*WORK TO DO*: Quote the items below word for word, from the line with "Trace the outline of every instance of the concrete" up to and including the line with "POLYGON ((113 302, 112".

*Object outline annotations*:
=====

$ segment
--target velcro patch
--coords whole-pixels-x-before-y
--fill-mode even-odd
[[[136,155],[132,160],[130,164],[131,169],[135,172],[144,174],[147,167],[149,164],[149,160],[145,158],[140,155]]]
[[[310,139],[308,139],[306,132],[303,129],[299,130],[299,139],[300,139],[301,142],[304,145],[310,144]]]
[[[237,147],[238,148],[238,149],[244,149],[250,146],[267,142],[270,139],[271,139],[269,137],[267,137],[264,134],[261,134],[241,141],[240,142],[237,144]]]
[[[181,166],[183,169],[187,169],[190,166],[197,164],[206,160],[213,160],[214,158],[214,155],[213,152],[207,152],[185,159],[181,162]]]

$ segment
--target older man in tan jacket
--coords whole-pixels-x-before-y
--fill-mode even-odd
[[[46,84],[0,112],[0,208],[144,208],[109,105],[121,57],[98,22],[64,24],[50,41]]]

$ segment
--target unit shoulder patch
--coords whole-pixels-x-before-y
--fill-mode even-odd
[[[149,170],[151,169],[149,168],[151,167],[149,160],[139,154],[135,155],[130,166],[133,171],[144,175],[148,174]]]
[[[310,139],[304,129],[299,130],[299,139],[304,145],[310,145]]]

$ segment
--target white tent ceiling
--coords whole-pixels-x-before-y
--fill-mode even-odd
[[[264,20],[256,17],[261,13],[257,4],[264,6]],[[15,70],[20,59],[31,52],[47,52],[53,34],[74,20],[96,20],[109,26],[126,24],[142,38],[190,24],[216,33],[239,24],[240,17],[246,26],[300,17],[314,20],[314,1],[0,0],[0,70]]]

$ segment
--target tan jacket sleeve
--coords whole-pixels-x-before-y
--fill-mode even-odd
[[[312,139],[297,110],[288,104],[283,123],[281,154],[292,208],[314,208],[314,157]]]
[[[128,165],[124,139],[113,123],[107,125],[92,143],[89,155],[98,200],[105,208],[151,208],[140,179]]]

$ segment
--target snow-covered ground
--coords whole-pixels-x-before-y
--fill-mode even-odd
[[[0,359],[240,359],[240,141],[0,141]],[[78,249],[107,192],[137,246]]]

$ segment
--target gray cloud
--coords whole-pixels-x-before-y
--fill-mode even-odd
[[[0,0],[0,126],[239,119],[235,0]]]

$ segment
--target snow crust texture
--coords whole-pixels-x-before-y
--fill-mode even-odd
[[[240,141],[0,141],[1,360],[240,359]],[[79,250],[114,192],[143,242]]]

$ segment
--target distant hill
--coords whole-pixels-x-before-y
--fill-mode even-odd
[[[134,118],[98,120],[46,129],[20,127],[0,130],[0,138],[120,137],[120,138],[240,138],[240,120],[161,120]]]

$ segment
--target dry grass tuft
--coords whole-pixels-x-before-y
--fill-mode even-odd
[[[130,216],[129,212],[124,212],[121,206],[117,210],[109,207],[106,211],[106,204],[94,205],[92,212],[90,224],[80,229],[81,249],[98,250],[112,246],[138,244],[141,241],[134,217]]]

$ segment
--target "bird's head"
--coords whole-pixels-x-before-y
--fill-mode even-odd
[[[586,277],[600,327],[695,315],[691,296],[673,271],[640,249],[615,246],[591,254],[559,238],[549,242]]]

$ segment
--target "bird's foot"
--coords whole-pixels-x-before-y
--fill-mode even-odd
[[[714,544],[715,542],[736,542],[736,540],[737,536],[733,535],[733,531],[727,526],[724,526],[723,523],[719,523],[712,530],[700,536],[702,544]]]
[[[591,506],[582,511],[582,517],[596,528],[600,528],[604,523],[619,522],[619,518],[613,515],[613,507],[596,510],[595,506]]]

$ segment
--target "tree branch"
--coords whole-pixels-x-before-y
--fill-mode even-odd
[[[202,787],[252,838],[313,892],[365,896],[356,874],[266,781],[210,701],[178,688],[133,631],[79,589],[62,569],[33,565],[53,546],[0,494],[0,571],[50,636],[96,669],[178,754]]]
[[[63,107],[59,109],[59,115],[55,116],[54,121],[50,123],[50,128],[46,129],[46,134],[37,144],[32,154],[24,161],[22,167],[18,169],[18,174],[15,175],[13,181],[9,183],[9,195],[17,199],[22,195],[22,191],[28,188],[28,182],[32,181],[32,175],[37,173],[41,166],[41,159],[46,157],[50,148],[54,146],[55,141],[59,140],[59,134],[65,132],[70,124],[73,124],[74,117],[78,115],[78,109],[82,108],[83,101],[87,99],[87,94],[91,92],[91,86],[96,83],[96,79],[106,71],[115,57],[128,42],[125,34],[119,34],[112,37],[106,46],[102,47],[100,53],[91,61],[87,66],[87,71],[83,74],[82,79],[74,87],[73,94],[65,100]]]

=====

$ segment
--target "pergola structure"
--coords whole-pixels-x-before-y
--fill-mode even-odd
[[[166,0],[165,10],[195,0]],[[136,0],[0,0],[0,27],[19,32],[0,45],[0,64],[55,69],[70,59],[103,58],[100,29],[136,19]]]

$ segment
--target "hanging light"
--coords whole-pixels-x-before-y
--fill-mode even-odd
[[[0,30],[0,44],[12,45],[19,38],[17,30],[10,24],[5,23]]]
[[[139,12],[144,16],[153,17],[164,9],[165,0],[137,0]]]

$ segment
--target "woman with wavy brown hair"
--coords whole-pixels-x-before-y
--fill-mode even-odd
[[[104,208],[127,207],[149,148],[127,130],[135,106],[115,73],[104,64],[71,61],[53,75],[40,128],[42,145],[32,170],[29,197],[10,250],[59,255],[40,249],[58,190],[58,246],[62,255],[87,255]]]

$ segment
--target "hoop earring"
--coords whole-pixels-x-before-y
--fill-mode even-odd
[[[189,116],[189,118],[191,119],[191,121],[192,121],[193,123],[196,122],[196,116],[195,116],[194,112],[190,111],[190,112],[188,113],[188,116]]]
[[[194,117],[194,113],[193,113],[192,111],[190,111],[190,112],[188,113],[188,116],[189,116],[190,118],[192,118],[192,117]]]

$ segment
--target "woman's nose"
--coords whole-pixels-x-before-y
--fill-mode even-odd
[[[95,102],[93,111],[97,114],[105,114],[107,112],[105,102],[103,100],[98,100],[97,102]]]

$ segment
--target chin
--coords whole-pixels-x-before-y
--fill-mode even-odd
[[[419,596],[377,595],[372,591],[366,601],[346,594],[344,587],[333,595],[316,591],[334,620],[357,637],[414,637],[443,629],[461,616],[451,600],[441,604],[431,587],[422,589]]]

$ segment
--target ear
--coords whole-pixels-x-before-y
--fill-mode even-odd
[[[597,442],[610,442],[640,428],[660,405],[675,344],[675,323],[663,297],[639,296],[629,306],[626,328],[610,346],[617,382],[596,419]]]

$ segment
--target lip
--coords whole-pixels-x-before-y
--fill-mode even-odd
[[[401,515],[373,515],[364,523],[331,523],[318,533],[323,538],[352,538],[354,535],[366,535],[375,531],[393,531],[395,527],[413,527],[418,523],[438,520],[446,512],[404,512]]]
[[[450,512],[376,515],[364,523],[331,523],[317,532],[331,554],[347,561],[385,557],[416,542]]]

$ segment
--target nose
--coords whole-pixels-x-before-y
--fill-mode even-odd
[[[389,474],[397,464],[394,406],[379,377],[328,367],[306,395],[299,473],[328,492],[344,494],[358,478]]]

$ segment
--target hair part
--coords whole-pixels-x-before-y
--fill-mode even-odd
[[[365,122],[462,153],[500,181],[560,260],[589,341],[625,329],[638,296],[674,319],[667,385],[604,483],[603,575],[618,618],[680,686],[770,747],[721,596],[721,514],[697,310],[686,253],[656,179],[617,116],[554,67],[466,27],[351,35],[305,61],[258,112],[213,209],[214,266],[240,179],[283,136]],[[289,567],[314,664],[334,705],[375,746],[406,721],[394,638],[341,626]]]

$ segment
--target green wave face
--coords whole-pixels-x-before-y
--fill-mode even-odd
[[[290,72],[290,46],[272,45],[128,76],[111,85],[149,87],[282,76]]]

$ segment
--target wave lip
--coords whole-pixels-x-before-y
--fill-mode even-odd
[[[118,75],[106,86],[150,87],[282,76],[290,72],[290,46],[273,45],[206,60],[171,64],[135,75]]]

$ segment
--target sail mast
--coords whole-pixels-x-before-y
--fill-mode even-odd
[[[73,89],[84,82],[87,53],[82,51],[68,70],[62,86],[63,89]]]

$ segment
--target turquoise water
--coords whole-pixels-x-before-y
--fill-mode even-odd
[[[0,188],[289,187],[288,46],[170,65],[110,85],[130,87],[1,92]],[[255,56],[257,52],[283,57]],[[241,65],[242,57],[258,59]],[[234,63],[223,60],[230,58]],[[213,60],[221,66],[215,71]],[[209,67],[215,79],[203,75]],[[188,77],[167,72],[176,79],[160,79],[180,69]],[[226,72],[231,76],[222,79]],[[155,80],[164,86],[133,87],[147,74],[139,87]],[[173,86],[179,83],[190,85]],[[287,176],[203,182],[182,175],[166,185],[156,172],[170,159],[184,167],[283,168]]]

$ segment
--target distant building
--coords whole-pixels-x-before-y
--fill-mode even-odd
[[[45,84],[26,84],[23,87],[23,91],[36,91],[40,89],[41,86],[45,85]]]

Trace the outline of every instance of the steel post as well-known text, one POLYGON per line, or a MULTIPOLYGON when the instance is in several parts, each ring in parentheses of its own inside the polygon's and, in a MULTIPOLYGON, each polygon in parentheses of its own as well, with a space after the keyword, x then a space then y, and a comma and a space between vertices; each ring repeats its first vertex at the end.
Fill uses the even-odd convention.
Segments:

=====

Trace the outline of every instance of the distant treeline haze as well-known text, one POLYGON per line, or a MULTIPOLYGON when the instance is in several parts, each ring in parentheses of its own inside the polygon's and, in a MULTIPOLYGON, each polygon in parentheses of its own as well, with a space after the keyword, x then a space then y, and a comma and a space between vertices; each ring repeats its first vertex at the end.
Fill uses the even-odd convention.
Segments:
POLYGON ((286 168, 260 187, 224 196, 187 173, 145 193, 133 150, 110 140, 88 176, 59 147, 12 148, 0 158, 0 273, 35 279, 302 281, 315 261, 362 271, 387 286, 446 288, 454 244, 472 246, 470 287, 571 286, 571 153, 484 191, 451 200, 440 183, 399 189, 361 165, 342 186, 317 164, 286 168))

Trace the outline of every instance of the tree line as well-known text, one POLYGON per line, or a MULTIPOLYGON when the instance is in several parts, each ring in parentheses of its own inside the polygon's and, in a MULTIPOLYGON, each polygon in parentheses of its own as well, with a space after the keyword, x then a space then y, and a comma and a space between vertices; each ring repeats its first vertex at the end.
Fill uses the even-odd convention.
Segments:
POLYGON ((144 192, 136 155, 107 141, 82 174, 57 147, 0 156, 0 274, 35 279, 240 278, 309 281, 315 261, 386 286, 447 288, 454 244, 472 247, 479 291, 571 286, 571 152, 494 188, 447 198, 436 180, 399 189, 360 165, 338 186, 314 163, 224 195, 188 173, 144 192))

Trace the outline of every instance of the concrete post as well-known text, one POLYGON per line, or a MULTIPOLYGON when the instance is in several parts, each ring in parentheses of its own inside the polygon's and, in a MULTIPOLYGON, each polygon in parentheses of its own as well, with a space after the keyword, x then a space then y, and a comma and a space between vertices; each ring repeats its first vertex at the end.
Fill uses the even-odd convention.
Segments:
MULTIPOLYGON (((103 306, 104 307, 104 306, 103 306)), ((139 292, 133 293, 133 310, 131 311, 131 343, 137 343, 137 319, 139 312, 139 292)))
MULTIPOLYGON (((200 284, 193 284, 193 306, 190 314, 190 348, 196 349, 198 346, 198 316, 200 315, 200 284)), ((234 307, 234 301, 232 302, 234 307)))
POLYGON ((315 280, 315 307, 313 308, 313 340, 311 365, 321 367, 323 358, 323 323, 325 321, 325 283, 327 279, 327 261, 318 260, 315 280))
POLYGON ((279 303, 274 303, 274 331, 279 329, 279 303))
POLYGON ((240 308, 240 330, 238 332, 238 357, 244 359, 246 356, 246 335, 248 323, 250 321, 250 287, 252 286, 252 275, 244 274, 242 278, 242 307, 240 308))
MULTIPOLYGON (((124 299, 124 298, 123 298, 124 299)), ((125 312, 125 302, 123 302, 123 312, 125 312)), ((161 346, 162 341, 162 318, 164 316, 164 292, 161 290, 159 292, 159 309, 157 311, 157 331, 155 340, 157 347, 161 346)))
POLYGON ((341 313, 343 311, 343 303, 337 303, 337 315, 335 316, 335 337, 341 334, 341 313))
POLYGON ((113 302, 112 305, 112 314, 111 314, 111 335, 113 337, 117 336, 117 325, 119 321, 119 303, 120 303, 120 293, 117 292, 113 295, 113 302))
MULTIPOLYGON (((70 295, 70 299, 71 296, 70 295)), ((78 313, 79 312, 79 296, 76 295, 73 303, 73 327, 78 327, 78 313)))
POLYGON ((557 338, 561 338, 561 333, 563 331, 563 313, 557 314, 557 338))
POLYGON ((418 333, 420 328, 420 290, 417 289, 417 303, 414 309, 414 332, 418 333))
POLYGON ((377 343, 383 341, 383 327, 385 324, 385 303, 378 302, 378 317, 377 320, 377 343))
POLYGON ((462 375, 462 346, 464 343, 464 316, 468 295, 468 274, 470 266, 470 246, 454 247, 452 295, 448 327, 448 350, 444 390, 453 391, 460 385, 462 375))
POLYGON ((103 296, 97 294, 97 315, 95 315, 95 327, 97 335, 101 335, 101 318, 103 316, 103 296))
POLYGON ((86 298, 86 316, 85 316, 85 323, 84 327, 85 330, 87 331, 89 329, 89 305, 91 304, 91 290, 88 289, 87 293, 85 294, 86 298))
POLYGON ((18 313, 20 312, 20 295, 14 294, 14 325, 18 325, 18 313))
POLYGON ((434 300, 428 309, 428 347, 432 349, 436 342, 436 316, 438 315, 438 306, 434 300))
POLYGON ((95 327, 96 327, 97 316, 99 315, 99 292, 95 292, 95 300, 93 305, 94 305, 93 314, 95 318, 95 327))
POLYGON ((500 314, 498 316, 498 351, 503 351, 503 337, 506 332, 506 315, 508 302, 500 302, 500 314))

=====

*FINISHED ANSWER*:
Trace the outline of every instance of the concrete post as well-known text, one POLYGON per line, or a MULTIPOLYGON when the instance is in several parts, each ring in parentheses of its own inside the polygon's and, in a MULTIPOLYGON, each polygon in parentheses of its own as well, with a space after the keyword, x then a space then y, and a comma and a space between vertices; each ring repeats its first vertex at the end.
Fill uses the even-odd convention.
Segments:
MULTIPOLYGON (((103 306, 104 307, 104 306, 103 306)), ((139 292, 133 293, 133 310, 131 311, 131 343, 137 343, 137 319, 139 312, 139 292)))
MULTIPOLYGON (((200 284, 193 284, 193 306, 190 314, 190 348, 196 349, 198 346, 198 316, 200 315, 200 284)), ((234 307, 234 301, 232 302, 234 307)))
POLYGON ((315 280, 315 307, 313 308, 313 340, 311 365, 321 367, 323 358, 323 323, 325 321, 325 283, 327 279, 327 261, 318 260, 315 280))
POLYGON ((279 303, 274 303, 274 331, 279 329, 279 303))
POLYGON ((240 308, 240 330, 238 332, 238 357, 244 359, 246 356, 246 335, 248 323, 250 321, 250 287, 252 286, 252 275, 244 274, 242 278, 242 307, 240 308))
MULTIPOLYGON (((124 299, 124 298, 123 298, 124 299)), ((125 312, 125 302, 123 302, 123 312, 125 312)), ((161 346, 162 341, 162 318, 164 316, 164 292, 161 290, 159 292, 159 309, 157 311, 157 331, 155 340, 157 347, 161 346)))
POLYGON ((341 313, 343 311, 343 303, 337 303, 337 315, 335 316, 335 337, 341 334, 341 313))
POLYGON ((113 302, 112 305, 112 314, 111 314, 111 335, 113 337, 117 336, 117 325, 119 321, 119 303, 120 303, 120 293, 117 292, 113 295, 113 302))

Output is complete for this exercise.